_The problem_. A verbatim reproduction of the lines below, from the line containing "Task: each instance of the blanket" through the line containing "[[222, 301], [152, 204], [270, 349]]", both ends included, is the whole required output.

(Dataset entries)
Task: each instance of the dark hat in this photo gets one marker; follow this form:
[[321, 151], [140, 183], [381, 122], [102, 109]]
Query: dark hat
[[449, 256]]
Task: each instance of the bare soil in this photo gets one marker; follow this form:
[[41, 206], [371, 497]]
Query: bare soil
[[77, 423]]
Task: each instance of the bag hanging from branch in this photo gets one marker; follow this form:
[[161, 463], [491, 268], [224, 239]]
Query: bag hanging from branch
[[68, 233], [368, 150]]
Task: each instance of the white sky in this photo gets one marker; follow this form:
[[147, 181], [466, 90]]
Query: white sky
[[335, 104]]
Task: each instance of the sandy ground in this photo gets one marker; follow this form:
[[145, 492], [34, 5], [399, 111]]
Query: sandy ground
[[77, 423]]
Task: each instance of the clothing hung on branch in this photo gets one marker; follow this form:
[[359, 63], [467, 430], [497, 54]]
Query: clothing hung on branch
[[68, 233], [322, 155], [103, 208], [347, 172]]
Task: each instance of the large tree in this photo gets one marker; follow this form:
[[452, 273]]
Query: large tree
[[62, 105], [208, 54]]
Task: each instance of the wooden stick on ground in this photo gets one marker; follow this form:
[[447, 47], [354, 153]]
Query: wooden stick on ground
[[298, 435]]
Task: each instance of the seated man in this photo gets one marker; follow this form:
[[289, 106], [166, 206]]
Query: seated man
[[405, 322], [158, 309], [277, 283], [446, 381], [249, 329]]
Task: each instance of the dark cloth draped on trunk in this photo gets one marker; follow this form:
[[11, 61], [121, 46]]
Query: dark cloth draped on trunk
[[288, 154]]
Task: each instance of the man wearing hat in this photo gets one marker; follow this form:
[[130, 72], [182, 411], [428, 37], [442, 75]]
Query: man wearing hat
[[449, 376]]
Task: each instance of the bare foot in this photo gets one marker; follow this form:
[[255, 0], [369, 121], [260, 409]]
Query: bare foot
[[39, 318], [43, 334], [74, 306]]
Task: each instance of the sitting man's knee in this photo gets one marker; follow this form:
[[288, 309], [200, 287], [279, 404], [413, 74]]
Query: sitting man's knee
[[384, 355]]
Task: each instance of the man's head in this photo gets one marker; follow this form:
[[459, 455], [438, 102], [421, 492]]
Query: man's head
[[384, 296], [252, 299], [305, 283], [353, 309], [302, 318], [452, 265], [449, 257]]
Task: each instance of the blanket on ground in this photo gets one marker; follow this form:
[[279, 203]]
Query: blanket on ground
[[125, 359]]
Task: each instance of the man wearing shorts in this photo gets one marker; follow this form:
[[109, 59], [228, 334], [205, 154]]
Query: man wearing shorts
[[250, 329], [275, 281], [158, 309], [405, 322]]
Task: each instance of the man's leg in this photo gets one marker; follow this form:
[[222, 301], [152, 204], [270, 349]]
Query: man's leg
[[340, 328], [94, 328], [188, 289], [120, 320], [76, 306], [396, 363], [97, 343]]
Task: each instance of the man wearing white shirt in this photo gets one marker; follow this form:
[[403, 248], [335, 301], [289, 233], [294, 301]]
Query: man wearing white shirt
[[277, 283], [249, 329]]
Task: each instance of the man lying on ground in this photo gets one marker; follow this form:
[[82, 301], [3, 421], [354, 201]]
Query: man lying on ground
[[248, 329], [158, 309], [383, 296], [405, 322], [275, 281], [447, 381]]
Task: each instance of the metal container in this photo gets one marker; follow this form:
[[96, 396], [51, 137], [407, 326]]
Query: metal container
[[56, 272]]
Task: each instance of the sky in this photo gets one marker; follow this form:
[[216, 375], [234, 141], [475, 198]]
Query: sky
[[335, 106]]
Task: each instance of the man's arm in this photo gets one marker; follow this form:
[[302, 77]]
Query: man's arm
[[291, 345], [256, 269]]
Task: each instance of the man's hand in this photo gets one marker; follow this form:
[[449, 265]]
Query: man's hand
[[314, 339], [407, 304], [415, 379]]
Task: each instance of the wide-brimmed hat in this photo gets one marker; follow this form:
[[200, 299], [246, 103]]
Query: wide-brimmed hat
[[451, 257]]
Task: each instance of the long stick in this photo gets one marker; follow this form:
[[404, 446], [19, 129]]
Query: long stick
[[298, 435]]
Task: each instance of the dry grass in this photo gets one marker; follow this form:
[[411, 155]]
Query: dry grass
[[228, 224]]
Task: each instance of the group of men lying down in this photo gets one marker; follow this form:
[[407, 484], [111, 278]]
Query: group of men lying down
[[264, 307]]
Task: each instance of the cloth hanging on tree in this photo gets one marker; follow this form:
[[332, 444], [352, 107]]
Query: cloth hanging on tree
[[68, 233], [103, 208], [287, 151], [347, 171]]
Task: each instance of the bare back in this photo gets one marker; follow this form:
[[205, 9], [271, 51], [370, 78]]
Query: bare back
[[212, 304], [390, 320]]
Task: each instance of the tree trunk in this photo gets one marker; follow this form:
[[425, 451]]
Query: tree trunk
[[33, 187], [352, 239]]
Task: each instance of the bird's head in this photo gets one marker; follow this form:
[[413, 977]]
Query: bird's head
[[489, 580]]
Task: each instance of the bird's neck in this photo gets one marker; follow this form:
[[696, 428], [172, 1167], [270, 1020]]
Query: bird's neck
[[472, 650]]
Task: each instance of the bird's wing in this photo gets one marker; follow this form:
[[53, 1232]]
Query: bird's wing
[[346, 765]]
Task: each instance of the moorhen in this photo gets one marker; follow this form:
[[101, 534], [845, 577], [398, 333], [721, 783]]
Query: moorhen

_Problem solution_.
Task: each instance of the blanket on ground in this photo gets one marker; follow this form:
[[279, 203]]
Query: blanket on ground
[[125, 359]]
Task: each instance of the man wearing shorts in this photo gets one marker; follow this form:
[[109, 59], [228, 334], [205, 154]]
Query: man wearing shorts
[[250, 329], [275, 281], [158, 309], [405, 322]]
Task: each instance of the man's leg in this photo gets one marker; follow this form:
[[222, 301], [152, 204], [270, 349]]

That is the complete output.